# To-do item
Give the records from their first line through the line containing "positive clicks: (21, 221)" as a JSON list of strings, with one string per line and blank lines left out.

# Exercise inputs
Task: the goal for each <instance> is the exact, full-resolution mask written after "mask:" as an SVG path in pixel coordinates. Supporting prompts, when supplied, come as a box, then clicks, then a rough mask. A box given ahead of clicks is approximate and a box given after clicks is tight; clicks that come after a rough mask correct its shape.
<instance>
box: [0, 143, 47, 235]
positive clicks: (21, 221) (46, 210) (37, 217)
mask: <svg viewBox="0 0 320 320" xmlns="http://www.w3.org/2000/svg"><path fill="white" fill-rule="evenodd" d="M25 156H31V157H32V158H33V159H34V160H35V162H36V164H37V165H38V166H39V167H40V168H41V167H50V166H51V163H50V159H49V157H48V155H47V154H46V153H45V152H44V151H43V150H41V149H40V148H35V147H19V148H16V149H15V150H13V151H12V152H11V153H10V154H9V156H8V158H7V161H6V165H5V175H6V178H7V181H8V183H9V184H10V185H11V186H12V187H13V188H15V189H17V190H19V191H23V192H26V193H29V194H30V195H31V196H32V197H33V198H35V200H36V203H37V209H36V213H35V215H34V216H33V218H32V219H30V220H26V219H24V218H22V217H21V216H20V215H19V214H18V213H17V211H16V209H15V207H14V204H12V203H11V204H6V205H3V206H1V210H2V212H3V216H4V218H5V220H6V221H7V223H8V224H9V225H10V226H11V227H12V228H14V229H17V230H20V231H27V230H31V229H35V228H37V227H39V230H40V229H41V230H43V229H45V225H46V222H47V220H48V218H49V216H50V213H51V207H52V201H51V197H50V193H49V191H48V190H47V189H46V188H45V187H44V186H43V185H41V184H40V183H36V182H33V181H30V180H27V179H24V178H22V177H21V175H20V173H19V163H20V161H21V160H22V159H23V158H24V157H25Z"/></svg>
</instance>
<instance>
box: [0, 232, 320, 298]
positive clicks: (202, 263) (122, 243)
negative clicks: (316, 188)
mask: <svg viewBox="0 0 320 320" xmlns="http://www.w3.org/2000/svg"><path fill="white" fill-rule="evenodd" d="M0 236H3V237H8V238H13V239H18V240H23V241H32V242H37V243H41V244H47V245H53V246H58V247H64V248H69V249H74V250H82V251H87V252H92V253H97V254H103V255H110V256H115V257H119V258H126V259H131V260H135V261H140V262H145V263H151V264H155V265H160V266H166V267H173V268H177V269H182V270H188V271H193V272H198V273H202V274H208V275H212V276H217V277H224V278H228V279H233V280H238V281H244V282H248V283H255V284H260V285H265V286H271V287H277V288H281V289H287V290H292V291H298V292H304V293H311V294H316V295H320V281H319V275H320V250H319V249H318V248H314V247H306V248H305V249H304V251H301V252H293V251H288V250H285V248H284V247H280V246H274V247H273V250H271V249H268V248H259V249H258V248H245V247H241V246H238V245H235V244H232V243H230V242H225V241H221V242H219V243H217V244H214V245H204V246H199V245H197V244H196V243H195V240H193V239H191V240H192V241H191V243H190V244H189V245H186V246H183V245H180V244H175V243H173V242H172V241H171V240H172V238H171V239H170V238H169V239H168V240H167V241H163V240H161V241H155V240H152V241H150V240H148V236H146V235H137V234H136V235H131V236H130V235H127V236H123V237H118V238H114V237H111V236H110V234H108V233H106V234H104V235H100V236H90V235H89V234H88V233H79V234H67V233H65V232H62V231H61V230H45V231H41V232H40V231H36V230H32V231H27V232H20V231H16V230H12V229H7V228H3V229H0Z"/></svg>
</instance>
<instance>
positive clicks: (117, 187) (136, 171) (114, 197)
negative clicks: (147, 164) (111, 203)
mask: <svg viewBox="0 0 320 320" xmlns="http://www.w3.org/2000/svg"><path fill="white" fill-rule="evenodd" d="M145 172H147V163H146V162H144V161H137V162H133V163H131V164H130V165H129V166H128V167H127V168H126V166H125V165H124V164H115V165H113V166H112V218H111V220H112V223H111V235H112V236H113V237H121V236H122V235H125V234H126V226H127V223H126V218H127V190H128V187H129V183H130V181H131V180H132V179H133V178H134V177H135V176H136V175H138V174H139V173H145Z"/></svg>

# Finished task
[
  "Task: the goal for each <instance> is the exact, full-resolution mask written after \"mask:\" as an SVG path in pixel coordinates. Supporting prompts, when supplied, come as a box, then clicks, then a rough mask. A box given ahead of clicks is approximate and a box given after clicks is tight; clicks that come after a rough mask correct its shape.",
  "<instance>",
  "box: [0, 143, 47, 235]",
  "positive clicks: (21, 221) (46, 210) (37, 217)"
]